((
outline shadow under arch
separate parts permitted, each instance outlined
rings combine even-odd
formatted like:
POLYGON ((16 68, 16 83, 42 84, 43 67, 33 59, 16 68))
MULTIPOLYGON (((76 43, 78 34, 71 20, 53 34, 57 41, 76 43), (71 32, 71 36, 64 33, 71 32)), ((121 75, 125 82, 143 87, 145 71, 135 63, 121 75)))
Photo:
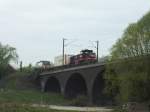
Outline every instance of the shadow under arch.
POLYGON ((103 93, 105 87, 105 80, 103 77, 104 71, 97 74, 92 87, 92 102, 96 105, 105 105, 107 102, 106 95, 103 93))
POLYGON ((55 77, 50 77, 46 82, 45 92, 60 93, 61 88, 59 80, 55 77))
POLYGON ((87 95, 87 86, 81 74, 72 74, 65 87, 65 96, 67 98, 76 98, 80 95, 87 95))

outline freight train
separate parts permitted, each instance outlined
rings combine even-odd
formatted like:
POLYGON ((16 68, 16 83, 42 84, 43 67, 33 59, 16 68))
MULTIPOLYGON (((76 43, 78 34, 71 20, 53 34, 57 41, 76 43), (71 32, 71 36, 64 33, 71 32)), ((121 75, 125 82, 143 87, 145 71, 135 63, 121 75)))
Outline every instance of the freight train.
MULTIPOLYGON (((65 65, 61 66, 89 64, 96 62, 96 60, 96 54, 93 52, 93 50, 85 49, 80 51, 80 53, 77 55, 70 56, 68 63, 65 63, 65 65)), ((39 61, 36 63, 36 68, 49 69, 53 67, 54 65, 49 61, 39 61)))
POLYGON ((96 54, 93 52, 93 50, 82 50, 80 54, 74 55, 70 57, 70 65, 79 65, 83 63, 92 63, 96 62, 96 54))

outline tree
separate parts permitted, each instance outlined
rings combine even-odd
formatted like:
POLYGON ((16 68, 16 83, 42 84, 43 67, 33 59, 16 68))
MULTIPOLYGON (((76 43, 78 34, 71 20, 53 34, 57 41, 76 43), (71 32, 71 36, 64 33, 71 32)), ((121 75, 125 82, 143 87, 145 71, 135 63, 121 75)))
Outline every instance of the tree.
))
What is required
Copy out the rows above line for line, leaving out the pictures.

Solution to this problem
outline shadow under arch
separate parts permitted, each instance outlined
rings combine even-odd
formatted like:
POLYGON ((16 68, 16 83, 42 84, 43 67, 33 59, 16 68))
MULTIPOLYGON (((76 43, 78 34, 71 20, 53 34, 57 41, 76 43), (71 32, 71 36, 64 33, 71 32)), ((121 75, 125 82, 143 87, 145 71, 135 63, 121 75)))
Photo:
Outline every instance of the shadow under arch.
POLYGON ((103 93, 105 87, 105 80, 103 77, 104 71, 97 74, 92 87, 92 102, 96 105, 105 105, 107 102, 106 95, 103 93))
POLYGON ((55 77, 50 77, 46 82, 45 92, 60 93, 61 88, 59 80, 55 77))
POLYGON ((87 95, 87 86, 81 74, 72 74, 65 87, 65 96, 67 98, 76 98, 80 95, 87 95))

outline freight train
separate parts permitted, each instance outlined
rings combine even-odd
formatted like:
POLYGON ((16 68, 16 83, 42 84, 43 67, 33 59, 16 68))
MULTIPOLYGON (((76 43, 78 34, 71 20, 53 34, 57 41, 76 43), (71 32, 71 36, 64 33, 71 32)), ((121 75, 125 82, 143 87, 145 71, 135 63, 121 75)))
Outline every instance of the freight train.
MULTIPOLYGON (((65 65, 61 66, 89 64, 96 62, 96 60, 96 54, 93 52, 93 50, 85 49, 80 51, 80 53, 77 55, 70 56, 68 63, 65 63, 65 65)), ((39 61, 36 63, 36 68, 49 69, 53 67, 54 65, 49 61, 39 61)))
POLYGON ((96 54, 93 52, 93 50, 82 50, 80 54, 74 55, 70 57, 70 65, 79 65, 83 63, 92 63, 96 62, 96 54))

outline tree
separate parts permitted, each instance outlined
rings combine even-odd
formatted like:
POLYGON ((16 68, 16 83, 42 84, 43 67, 33 59, 16 68))
MULTIPOLYGON (((76 43, 78 34, 71 20, 53 34, 57 41, 76 43), (71 32, 71 36, 64 33, 71 32)), ((121 75, 125 82, 143 87, 145 71, 135 63, 121 75)))
Outline every instance of the tree.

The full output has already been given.